— Begin Provided records —

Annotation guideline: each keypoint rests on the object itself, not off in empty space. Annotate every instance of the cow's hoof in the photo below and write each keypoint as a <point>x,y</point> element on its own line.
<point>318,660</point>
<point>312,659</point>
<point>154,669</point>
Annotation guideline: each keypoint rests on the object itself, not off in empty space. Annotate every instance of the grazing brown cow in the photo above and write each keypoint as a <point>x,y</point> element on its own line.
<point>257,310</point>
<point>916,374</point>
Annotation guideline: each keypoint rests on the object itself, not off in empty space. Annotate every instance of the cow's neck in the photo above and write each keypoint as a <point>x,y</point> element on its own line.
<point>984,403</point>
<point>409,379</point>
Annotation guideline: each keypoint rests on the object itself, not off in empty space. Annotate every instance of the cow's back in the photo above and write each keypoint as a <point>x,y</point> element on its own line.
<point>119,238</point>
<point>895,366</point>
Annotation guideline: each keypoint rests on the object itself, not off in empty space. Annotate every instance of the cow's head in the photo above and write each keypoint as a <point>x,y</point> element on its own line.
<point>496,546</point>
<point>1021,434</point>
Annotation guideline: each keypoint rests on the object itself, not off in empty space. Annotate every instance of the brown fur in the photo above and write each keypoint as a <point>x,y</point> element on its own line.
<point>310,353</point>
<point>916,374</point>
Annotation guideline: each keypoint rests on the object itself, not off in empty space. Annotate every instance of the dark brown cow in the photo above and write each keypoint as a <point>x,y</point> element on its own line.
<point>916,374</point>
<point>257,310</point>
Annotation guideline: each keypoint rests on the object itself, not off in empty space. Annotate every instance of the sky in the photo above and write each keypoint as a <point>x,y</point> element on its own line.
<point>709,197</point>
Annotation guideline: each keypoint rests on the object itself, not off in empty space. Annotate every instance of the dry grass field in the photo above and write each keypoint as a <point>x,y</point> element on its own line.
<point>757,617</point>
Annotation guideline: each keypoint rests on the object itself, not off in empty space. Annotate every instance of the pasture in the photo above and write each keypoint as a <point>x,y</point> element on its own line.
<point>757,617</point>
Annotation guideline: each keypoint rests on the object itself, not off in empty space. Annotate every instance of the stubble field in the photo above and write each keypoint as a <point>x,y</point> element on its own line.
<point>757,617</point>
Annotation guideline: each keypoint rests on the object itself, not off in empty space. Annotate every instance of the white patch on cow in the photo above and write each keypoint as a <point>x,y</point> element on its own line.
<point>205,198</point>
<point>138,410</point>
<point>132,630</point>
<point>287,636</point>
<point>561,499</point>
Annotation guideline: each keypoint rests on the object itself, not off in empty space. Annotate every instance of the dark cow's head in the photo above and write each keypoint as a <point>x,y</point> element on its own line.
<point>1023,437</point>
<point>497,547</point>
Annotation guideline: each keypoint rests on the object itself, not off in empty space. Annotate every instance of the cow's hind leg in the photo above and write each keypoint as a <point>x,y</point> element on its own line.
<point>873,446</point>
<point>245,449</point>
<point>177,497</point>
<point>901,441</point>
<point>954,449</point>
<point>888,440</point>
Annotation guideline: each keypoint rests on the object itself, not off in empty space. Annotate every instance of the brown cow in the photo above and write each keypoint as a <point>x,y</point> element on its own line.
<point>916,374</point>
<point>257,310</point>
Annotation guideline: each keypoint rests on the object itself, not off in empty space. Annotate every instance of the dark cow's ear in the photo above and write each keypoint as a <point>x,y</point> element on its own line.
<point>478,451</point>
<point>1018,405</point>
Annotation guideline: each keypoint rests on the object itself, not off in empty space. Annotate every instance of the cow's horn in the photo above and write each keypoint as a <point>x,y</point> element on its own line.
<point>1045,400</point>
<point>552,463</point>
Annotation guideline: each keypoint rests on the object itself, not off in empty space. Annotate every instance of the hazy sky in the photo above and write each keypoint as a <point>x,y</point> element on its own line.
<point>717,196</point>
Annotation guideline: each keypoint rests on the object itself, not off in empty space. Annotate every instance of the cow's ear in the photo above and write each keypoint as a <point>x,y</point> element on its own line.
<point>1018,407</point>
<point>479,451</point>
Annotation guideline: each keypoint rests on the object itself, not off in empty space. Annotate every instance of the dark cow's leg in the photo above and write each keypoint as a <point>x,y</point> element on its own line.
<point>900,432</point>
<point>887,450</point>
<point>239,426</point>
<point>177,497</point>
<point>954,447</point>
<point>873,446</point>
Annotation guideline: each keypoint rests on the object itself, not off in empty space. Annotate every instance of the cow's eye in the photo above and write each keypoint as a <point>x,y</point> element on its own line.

— End Provided records —

> [Short task]
Your task is to repeat every line exactly.

> [Answer to this task]
Annotation guideline: each keypoint rests on the object itself, not off in empty space. Annotate every instance of the cow's hoof in the photo below and write each keypoint as a <point>x,y</point> element on its own line.
<point>318,660</point>
<point>312,659</point>
<point>154,669</point>
Annotation guideline: each keypoint rests on the object itself, not off in empty space. Annotate every instance of the grazing brown cow in the photo above and write each keypoint as a <point>x,y</point> element on its own line.
<point>257,310</point>
<point>916,374</point>
Annotation guideline: each keypoint rests on the object itself, not off in empty space. Annotate every instance of the cow's neck in the photo above and write each keypoint as a <point>x,y</point> element on its own line.
<point>984,403</point>
<point>409,379</point>
Annotation guideline: each keypoint rests on the object itself, not off in empty space. Annotate every instance of the cow's back in the photo above and write each keypoint as a <point>x,y</point> element on its own line.
<point>119,238</point>
<point>895,366</point>
Annotation guideline: each keypoint rests on the object itself, not off in empty space. Annotate every instance of the cow's head in the photo above and write each keypoint as a <point>x,y</point> element on its own line.
<point>496,546</point>
<point>1021,434</point>
Annotation guideline: each keypoint rests on the object itself, not off in empty space. Annotate every instance of the brown fur in the photo above and write each keypoint as a <point>x,y</point> element on its own line.
<point>310,353</point>
<point>916,374</point>
Annotation guideline: each keypoint rests on the object itself, not off in empty space. Annotate every instance of the dark brown cow in the photo above and write each keypoint as a <point>x,y</point> element on its own line.
<point>916,374</point>
<point>257,310</point>
Annotation guideline: each keypoint rests on the object itself, not off in empty space. Annotate every instance of the sky in the photo above and write each keypoint as a <point>x,y</point> element on its own line.
<point>709,197</point>
Annotation guideline: each keypoint rests on the object itself, not off in empty space. Annotate every instance of the dry grass field in the photo above and write each keypoint as a <point>x,y</point> element on its own line.
<point>757,617</point>
Annotation guideline: each keypoint rests on the object itself, not off in empty space. Annotate every instance of the pasture in the photo above and write each keypoint as a <point>x,y</point> element on its own line.
<point>757,617</point>
Annotation guideline: each keypoint rests on the object itself, not off in empty space. Annotate every instance of the stubble field in the photo above and write each keypoint as a <point>x,y</point> element on its own line.
<point>757,617</point>
Annotation guideline: each keypoint rests on the object itself, not off in empty space. Annotate every instance of the white patch on cow in the photo above and write each keypoint as a <point>x,y</point> element on its own line.
<point>205,198</point>
<point>138,410</point>
<point>132,630</point>
<point>287,636</point>
<point>561,499</point>
Annotation guideline: each keypoint rests on the object itself, not off in empty space. Annotate every instance of the dark cow's head in the photo above and write each keypoint as a <point>x,y</point> element on its own line.
<point>1023,437</point>
<point>497,547</point>
Annotation guideline: each keypoint rests on the object itself, not off in empty space. Annotate every instance of the cow's hind leg in the photo above and write each keypoint as a <point>x,y</point> element on its own line.
<point>873,446</point>
<point>245,449</point>
<point>177,497</point>
<point>901,441</point>
<point>954,449</point>
<point>888,440</point>
Annotation guideline: each keypoint rests on the object itself, not off in empty space. Annotate every instance of the brown cow in the photo above and write each keypoint as a <point>x,y</point> element on its own line.
<point>916,374</point>
<point>257,310</point>
Annotation guideline: each keypoint rests on the object itself, not off in empty space. Annotate every instance of the dark cow's ear in the photo above and write each keypoint as a <point>x,y</point> element on its own line.
<point>478,451</point>
<point>1018,405</point>
Annotation guideline: each keypoint rests on the object itself, not off in empty space. Annotate every instance of the cow's horn in the photo above and write each keypoint as a <point>x,y</point> element on its own line.
<point>1045,400</point>
<point>552,463</point>
Annotation guideline: each keypoint rests on the object itself, not off in empty space. Annotate every instance of the hazy sky in the photo above and write each keypoint as a <point>x,y</point> element on its own line.
<point>717,196</point>
Annotation guideline: each keypoint rests on the object itself, not off in empty space. Annotate every instance of the cow's ear in the photo above and write each keypoint as a <point>x,y</point> element on its own line.
<point>1018,407</point>
<point>479,451</point>
Annotation guideline: each keypoint rests on the object itself, not off in empty space. Annotate every instance of the dark cow's leg in the photo above and write each keypoint as a <point>x,y</point> element on its own line.
<point>900,432</point>
<point>887,450</point>
<point>239,426</point>
<point>177,497</point>
<point>954,447</point>
<point>873,446</point>
Annotation guideline: each keypoint rests on the object itself, not off in empty space. Annotate every instance of the cow's eye in the photo above and write each keypoint as a <point>x,y</point> element on its own line.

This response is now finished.